### Work required
Every record here needs to be retyped exactly.

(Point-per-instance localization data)
----------
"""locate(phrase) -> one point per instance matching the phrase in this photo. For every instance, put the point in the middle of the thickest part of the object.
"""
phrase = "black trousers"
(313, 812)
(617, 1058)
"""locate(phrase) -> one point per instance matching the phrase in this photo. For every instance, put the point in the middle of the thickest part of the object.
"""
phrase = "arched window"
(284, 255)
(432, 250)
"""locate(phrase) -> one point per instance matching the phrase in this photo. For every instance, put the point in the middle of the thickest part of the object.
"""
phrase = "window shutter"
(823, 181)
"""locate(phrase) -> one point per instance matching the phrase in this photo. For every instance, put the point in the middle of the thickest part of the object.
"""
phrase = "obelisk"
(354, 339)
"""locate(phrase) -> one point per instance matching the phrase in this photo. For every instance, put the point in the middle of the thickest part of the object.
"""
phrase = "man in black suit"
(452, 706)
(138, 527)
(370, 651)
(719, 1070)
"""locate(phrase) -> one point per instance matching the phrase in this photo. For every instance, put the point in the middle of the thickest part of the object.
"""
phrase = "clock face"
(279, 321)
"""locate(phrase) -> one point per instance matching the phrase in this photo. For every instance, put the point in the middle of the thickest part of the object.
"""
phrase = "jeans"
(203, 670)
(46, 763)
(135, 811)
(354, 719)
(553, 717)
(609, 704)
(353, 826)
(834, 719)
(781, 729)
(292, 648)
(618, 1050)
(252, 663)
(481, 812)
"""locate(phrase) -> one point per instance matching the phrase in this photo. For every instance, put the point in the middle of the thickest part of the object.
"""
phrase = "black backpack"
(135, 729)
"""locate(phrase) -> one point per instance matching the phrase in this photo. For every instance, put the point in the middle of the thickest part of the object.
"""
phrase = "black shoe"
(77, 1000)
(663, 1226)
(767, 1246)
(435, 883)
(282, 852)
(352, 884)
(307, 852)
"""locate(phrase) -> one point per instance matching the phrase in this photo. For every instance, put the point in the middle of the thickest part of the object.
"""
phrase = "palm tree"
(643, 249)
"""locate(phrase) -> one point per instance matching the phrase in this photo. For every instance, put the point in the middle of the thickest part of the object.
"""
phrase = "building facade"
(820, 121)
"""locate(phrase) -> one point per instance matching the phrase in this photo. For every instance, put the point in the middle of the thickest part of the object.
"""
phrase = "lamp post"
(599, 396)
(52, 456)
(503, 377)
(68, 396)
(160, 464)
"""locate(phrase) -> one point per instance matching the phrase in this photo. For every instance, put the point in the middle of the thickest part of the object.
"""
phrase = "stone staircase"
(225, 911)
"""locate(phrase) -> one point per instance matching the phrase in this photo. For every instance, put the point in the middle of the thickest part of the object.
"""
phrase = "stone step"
----------
### Expected answer
"""locate(phrase) -> one point per instance matching the phrase in this photo. For every instance, put the point in the middle of the thickest part of the object.
"""
phrase = "black trousers"
(313, 812)
(617, 1058)
"""locate(phrase) -> one point per instance matching the phrase in this photo. For every instance, put the point in the middle of the thickest part of the object.
"""
phrase = "arched window"
(284, 255)
(432, 250)
"""locate(phrase) -> one point per instance matching the phrase in this photo. For every instance, put the point in the middle of the thickest part of the object.
"""
phrase = "window shutter"
(823, 181)
"""locate(phrase) -> one point per instance matching the phrase in this photo. For every instance, put the point in the middle of the thickest part of the object.
"""
phrase = "obelisk"
(354, 339)
"""locate(phrase) -> one point per instance matching the phrase in this photo. For every instance, put the point in the middle of the thickest part of the object.
"""
phrase = "man in black suit"
(452, 706)
(138, 527)
(370, 651)
(719, 1070)
"""locate(phrase) -> one point per instance matching the phrase in this photo. For every instance, put the point in the middle of the thickest part of the object.
"""
phrase = "clock face"
(279, 321)
"""locate(phrase) -> one point per instance matching the phrase in this photo. For every instance, put the point in the middle of the thickest part of the object.
"""
phrase = "jeans"
(203, 670)
(46, 763)
(135, 811)
(354, 719)
(553, 717)
(609, 704)
(353, 826)
(834, 719)
(781, 729)
(292, 648)
(618, 1050)
(252, 663)
(481, 812)
"""locate(phrase) -> one point per instance matching the phrase in this photo. For every instance, put the point in the middle of the thickest part of the object.
"""
phrase = "black backpack"
(135, 729)
"""locate(phrase) -> one point per instance matching the phrase in this photo. For every instance, put the point in the middle of the thickest part of the object.
"""
phrase = "black shoe"
(77, 1000)
(663, 1226)
(767, 1246)
(435, 883)
(282, 852)
(352, 884)
(307, 852)
"""locate(phrase) -> one point per instance matching the phrase in this photo. For every instance, put the point in the middle of the thickest part of the object.
"""
phrase = "palm tree"
(643, 249)
"""locate(phrase) -> one point per instance matching the phrase in this photo. For every instance, put the point in the middle of the thickest part of the object.
"""
phrase = "building facade"
(820, 121)
"""locate(phrase) -> one point per instance matching the phrase in this photo. For every instance, put the point in the middle of the thickest part of the object.
"""
phrase = "lamp post"
(599, 396)
(52, 456)
(503, 377)
(68, 396)
(160, 464)
"""locate(phrase) -> one point per instance matching the phrase in this photo. For every instance, put the point in the middle of the thickest part of the object.
"""
phrase = "stone staircase"
(225, 911)
"""locate(phrase) -> one point per instance matching the phrase in this photo. For every instance, put the point in the middle of the thickest part of the object.
"""
phrase = "stone step"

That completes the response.